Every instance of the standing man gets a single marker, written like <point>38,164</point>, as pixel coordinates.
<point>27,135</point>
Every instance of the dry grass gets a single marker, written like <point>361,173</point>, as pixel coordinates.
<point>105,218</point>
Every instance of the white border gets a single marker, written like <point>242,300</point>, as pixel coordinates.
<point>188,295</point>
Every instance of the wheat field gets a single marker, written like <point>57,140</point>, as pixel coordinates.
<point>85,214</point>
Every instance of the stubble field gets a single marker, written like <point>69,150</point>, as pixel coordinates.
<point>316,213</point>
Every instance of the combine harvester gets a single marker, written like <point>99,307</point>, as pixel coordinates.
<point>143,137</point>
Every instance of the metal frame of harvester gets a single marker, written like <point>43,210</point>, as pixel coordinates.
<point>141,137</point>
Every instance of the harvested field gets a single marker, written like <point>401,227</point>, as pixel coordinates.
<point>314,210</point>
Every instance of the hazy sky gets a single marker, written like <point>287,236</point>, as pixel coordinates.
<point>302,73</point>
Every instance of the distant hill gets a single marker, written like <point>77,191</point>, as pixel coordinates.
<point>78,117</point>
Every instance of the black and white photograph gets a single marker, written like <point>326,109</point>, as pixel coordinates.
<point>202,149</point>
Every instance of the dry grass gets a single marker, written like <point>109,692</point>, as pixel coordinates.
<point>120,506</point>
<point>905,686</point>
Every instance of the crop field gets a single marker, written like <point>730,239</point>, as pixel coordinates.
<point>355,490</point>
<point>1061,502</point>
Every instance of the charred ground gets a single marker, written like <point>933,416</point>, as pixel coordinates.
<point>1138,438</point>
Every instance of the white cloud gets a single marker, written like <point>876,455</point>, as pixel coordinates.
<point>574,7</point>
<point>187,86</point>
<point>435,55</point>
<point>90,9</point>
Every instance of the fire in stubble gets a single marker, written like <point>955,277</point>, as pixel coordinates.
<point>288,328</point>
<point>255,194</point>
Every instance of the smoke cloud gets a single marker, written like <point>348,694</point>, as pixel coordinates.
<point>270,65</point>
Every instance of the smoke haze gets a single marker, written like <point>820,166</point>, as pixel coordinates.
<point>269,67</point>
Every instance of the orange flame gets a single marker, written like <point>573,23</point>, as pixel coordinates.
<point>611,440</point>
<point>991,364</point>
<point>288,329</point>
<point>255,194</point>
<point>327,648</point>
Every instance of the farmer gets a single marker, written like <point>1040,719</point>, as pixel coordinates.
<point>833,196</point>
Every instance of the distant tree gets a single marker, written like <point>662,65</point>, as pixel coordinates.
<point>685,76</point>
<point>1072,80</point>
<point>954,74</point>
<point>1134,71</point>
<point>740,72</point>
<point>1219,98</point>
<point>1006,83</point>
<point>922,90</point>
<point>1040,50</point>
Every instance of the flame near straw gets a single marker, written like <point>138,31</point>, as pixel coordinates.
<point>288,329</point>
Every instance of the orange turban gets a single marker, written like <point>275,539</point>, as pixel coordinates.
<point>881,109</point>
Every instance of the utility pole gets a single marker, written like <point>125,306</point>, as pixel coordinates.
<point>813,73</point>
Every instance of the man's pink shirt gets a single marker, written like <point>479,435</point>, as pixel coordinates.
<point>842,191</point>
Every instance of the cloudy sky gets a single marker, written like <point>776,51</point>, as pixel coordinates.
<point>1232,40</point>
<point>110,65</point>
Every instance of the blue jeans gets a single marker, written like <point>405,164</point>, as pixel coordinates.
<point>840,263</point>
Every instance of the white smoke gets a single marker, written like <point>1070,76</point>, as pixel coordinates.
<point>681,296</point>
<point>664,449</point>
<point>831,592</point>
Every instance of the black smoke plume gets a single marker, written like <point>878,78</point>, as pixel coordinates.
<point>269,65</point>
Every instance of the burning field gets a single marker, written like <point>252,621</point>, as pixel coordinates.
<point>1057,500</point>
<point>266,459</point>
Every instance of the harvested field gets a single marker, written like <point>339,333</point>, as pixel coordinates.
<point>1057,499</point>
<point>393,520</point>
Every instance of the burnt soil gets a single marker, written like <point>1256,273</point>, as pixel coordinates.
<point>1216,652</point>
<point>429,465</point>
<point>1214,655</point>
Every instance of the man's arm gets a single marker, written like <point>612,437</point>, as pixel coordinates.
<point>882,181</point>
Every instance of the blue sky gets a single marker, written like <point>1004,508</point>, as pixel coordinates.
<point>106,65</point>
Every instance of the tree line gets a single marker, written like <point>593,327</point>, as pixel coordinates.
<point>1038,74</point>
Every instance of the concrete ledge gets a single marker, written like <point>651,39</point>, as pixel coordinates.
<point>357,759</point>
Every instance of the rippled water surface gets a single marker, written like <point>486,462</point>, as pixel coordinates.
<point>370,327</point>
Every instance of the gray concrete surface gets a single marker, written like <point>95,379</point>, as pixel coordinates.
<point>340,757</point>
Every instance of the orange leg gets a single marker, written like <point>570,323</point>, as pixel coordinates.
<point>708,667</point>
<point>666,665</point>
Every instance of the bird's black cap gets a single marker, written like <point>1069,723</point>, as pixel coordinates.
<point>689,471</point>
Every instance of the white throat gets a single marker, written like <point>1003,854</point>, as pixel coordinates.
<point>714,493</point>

========================

The request ▸
Copy the whole listing above word for word, from its first line through its last.

Result of this task ▸
Every instance of the standing man gets a single marker, written like <point>38,164</point>, as pixel coordinates.
<point>27,135</point>
Every instance of the dry grass gets a single marker, written like <point>361,173</point>, as pixel coordinates.
<point>105,218</point>
Every instance of the white border gets a single marker, written like <point>242,300</point>, as pixel coordinates.
<point>188,295</point>
Every instance of the wheat field gets a single marker, written like <point>57,140</point>, as pixel coordinates.
<point>85,214</point>
Every instance of the stubble field gets a single marker, written like <point>69,150</point>, as pixel coordinates.
<point>316,213</point>
Every instance of the combine harvester gets a single marker, written like <point>99,307</point>, as pixel coordinates.
<point>143,137</point>
Every instance of the metal frame of harvester gets a single marker, written like <point>43,210</point>, as pixel coordinates.
<point>141,137</point>
Every instance of the harvested field gets a single marker, written like <point>401,227</point>, as pixel coordinates.
<point>314,210</point>
Every instance of the hazy sky gets a single marker, written like <point>287,236</point>, as pixel coordinates.
<point>302,73</point>
Every instance of the distant hill gets a single marker, written like <point>77,191</point>, as pixel coordinates.
<point>78,117</point>
Every instance of the black and white photograph gets a single marker, written like <point>326,109</point>, as pixel coordinates.
<point>202,149</point>
Every instance of the dry grass gets a single marker, written like <point>109,692</point>, as pixel coordinates.
<point>120,506</point>
<point>905,686</point>
Every instance of the crop field gets a single marker, written like <point>730,239</point>, as pixel coordinates.
<point>355,490</point>
<point>1061,502</point>
Every instance of the charred ground gets a single marker, written like <point>933,416</point>, as pixel coordinates.
<point>1138,438</point>
Every instance of the white cloud gets a single marker, written like <point>876,455</point>, as pixel coordinates.
<point>574,7</point>
<point>187,86</point>
<point>435,55</point>
<point>90,9</point>
Every instance of the fire in stubble gets a single marker, written like <point>955,277</point>, as pixel coordinates.
<point>288,328</point>
<point>255,194</point>
Every instance of the smoke cloud gets a single marker, written like <point>348,694</point>, as pixel coordinates.
<point>270,65</point>
Every instance of the smoke haze gets a single marker, written like <point>820,166</point>, as pixel coordinates.
<point>269,67</point>
Every instance of the orange flame gets a single marker, written like <point>573,23</point>, as pixel coordinates.
<point>611,440</point>
<point>991,364</point>
<point>288,329</point>
<point>255,194</point>
<point>327,648</point>
Every instance of the farmer gets a single marker, written like <point>1040,719</point>, as pixel coordinates.
<point>833,196</point>
Every instance of the distant tree gets a single marker, written like <point>662,65</point>, as pixel coordinates.
<point>685,76</point>
<point>1072,80</point>
<point>954,74</point>
<point>1134,71</point>
<point>740,72</point>
<point>1219,98</point>
<point>1006,83</point>
<point>922,90</point>
<point>1040,50</point>
Every instance of the flame near straw gets a single marker, written like <point>138,31</point>, as pixel coordinates.
<point>288,329</point>
Every instance of the orange turban gets a single marker, written like <point>275,539</point>, as pixel coordinates.
<point>881,109</point>
Every instance of the utility pole gets a single marker, written like <point>125,306</point>, as pixel coordinates.
<point>813,73</point>
Every instance of the man's pink shirt gets a single marker, written like <point>479,435</point>, as pixel coordinates.
<point>842,191</point>
Every instance of the cloudy sky gets a single marker, written like <point>776,51</point>, as pixel coordinates.
<point>1232,40</point>
<point>110,65</point>
Every instance of the blue jeans gets a single marker, written like <point>405,164</point>, as pixel coordinates.
<point>840,263</point>
Every instance of the white smoke gets a single marker, written like <point>1070,76</point>, as pixel coordinates.
<point>681,296</point>
<point>664,449</point>
<point>831,592</point>
Every instance of the black smoke plume gets a single marker, written like <point>878,78</point>, as pixel coordinates.
<point>269,65</point>
Every instance of the burning field gets a single marker, written like <point>252,621</point>, as pixel coordinates.
<point>1057,500</point>
<point>266,459</point>
Every instance of the harvested field gets a single marker, written like <point>339,333</point>, as pixel coordinates.
<point>1057,499</point>
<point>393,520</point>
Every instance of the burnt soil gets a single marker, written like <point>1256,273</point>, as pixel coordinates.
<point>1216,652</point>
<point>429,465</point>
<point>1214,655</point>
Every instance of the man's arm gets a single marker, written like <point>612,437</point>, as pixel coordinates.
<point>882,181</point>
Every instance of the blue sky gets a single marker, written like <point>1004,508</point>, as pixel coordinates.
<point>106,65</point>
Every instance of the tree line gets a single marker, written like <point>593,327</point>, as pixel coordinates.
<point>1038,74</point>
Every instance of the concrete ledge gets a single marker, written like <point>651,39</point>, as pixel coordinates.
<point>357,759</point>
Every instance of the rippled water surface gets a single marker, written like <point>486,462</point>, as pixel coordinates.
<point>370,327</point>
Every instance of the gray concrete surface gets a single marker, written like <point>95,379</point>, as pixel coordinates.
<point>340,757</point>
Every instance of the orange leg gets a single marker, written like <point>570,323</point>, as pixel coordinates.
<point>708,667</point>
<point>666,665</point>
Every instance of the bird's black cap gets a single marker, written like <point>1069,723</point>, as pixel coordinates.
<point>689,471</point>
Every instance of the white throat gets a single marker, written like <point>1003,854</point>, as pixel coordinates.
<point>714,493</point>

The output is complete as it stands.